Task instructions
In the data below, starting at the line that contains "Segment the orange" and ending at the line that contains "165L273 167L298 182L296", replace every "Outlines" with "Contours", and give back only those lines with nothing else changed.

Extracted entries
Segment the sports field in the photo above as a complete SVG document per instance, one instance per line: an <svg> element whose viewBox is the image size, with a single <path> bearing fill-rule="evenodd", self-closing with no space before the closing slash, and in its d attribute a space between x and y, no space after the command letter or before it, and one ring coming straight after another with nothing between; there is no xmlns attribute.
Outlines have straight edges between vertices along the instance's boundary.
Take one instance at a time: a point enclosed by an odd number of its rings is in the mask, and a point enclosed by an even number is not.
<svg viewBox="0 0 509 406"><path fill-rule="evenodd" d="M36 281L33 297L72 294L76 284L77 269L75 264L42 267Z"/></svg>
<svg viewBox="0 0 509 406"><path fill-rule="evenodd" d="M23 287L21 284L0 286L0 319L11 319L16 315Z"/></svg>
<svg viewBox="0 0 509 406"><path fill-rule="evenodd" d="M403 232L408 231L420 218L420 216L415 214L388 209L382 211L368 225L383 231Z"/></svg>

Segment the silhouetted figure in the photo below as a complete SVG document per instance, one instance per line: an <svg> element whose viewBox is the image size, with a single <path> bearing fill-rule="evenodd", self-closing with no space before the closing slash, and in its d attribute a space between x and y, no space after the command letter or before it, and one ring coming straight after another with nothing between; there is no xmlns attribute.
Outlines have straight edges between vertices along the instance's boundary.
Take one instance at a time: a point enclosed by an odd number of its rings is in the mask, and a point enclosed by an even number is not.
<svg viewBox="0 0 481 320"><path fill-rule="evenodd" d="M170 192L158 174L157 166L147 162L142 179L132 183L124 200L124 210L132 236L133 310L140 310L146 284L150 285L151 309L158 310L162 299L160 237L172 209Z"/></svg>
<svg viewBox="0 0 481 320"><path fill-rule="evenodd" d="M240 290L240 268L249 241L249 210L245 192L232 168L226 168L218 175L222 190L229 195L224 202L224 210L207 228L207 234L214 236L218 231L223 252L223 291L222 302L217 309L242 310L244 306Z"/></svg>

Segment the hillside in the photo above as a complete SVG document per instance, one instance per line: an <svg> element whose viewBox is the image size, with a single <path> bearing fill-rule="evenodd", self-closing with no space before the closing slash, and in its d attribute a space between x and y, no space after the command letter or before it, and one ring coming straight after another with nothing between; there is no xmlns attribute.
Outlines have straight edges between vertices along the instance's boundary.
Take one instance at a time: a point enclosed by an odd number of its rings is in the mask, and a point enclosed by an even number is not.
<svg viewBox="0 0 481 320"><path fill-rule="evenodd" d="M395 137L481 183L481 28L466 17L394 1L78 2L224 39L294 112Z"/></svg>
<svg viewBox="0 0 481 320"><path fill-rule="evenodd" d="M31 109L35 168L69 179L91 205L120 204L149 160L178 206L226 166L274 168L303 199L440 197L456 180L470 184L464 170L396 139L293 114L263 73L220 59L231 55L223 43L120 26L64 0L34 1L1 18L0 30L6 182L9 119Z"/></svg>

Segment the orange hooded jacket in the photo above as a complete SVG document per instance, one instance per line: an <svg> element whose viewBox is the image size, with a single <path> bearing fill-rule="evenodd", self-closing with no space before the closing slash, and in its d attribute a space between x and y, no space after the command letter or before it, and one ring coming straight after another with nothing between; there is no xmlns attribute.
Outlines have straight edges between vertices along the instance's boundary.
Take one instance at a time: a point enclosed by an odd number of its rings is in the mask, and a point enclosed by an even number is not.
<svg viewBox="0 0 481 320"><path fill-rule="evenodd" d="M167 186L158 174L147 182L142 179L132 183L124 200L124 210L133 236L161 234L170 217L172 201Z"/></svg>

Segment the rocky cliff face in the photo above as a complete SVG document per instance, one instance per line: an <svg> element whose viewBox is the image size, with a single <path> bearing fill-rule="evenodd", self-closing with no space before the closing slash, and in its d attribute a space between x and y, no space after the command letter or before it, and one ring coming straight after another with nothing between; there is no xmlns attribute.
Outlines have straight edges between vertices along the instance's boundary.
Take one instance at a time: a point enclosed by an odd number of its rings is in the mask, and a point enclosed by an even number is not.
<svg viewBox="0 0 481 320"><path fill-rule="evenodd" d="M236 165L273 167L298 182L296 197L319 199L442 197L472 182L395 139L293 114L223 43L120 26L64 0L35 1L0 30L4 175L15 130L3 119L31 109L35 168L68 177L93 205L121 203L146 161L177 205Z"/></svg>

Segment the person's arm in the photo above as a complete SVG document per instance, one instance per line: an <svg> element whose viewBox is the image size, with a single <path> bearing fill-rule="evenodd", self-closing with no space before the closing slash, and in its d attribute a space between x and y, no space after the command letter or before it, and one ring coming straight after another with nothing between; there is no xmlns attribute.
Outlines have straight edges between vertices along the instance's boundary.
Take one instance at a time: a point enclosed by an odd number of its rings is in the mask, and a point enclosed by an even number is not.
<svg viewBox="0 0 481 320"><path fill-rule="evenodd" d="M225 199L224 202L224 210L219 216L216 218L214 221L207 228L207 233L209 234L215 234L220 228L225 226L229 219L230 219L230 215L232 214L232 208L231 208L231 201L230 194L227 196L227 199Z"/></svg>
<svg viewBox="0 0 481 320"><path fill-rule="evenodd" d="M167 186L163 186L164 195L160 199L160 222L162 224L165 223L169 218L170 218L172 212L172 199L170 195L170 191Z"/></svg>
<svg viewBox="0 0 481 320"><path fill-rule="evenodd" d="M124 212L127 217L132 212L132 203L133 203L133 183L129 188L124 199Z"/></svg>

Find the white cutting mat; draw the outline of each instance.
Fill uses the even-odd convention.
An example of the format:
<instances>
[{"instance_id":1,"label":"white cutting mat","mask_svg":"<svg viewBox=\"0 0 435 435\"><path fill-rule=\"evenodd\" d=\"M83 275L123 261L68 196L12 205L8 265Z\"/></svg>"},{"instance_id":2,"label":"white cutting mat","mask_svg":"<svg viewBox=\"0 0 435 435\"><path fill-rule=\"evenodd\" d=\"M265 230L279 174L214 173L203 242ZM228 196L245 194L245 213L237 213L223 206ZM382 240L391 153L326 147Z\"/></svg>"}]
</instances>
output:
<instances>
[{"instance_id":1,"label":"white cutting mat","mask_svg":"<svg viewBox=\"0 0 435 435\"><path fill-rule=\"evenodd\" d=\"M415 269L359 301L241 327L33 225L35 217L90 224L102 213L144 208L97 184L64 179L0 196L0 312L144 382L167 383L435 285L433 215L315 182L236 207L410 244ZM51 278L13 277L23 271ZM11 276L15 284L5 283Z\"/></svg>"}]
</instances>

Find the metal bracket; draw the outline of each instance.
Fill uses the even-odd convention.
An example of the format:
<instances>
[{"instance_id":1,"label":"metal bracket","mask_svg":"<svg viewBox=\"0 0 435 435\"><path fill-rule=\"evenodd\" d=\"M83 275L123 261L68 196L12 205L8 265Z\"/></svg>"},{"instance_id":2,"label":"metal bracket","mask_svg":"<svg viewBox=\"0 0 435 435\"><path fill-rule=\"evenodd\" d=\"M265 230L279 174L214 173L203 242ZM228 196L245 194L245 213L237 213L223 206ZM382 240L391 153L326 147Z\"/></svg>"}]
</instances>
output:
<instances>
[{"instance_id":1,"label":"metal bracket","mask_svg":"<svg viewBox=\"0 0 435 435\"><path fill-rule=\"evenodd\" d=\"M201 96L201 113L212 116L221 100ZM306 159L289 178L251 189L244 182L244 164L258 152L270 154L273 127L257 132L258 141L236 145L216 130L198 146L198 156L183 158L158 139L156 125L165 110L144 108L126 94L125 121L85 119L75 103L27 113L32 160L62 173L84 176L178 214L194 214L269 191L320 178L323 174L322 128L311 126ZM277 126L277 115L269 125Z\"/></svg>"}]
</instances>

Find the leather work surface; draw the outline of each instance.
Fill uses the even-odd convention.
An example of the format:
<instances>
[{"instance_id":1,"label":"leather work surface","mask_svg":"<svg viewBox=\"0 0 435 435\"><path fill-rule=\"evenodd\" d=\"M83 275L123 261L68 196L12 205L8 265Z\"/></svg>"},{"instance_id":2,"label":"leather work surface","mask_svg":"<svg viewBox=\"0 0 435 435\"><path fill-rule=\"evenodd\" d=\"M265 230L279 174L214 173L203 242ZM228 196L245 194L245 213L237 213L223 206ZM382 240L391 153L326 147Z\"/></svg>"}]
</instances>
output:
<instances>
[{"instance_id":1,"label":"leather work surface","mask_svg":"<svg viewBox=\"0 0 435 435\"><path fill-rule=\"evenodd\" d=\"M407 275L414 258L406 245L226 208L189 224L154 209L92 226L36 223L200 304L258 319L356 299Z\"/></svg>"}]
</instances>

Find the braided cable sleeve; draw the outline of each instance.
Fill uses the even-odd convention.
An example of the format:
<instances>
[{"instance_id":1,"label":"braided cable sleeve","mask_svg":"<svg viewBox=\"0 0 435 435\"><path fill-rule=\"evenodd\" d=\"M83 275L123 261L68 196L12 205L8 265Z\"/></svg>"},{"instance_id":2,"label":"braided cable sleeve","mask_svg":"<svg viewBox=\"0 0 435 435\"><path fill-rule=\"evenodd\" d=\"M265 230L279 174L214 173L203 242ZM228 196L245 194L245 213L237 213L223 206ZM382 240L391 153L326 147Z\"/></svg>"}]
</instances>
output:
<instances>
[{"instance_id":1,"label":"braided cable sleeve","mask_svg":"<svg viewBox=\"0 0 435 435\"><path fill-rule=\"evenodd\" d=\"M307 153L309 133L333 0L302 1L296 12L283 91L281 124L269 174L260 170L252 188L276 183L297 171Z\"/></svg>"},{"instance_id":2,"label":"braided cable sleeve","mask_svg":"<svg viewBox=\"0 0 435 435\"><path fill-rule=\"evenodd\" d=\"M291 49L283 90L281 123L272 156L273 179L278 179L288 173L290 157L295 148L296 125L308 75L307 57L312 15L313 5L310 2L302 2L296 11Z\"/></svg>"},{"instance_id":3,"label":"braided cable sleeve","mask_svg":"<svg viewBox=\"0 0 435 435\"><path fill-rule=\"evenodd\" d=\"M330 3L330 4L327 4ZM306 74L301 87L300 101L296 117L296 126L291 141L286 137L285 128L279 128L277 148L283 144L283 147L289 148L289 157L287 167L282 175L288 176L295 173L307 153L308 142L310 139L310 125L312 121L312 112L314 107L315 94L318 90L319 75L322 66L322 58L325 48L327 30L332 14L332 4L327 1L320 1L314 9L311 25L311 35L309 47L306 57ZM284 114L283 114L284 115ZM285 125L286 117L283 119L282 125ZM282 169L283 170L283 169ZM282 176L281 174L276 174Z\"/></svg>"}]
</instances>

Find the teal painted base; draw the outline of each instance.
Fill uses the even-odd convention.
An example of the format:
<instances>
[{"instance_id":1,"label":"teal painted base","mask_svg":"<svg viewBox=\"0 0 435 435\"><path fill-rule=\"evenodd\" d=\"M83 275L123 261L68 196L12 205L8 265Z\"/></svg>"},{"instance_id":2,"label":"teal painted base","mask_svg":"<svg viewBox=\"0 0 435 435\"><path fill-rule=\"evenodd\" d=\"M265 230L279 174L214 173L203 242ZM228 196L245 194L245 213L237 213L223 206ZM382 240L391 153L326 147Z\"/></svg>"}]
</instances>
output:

Expected answer
Segment the orange hooded jacket in the photo above as a complete SVG document per instance, one instance per line: an <svg> element whose viewBox is the image size, with a single <path> bearing fill-rule="evenodd", self-closing with no space before the closing slash, and in its d attribute a space between x and y, no space after the command letter or before it, and one ring coming straight after another with nothing between; there is no xmlns attribute.
Contours have straight edges between vertices along the instance's boundary.
Take one instance at a time: a point enclosed by an odd number of its rings is in the mask, and a point enclosed by an even number is not.
<svg viewBox="0 0 481 320"><path fill-rule="evenodd" d="M167 186L158 174L147 182L142 179L132 183L124 200L124 210L133 236L161 234L170 217L172 201Z"/></svg>

Segment the rocky cliff face in the photo above as a complete SVG document per instance, one instance per line: an <svg> element whose viewBox is the image size, with a single <path> bearing fill-rule="evenodd", self-closing with no space before the closing slash, and in its d attribute a space between x and y, no space after the command letter or before it, and one ring coming straight after another with nothing between; there is no xmlns attribute.
Contours have straight edges between vertices along the instance's boundary.
Take one instance at a time: a point enclosed by an odd number of its rings is in the mask, and a point enclosed by an even number is not.
<svg viewBox="0 0 481 320"><path fill-rule="evenodd" d="M236 165L273 167L298 182L296 197L319 199L442 197L472 182L395 139L293 114L223 43L120 26L64 0L35 1L0 30L4 175L15 130L3 119L31 109L35 168L68 177L93 205L121 203L146 161L177 205Z"/></svg>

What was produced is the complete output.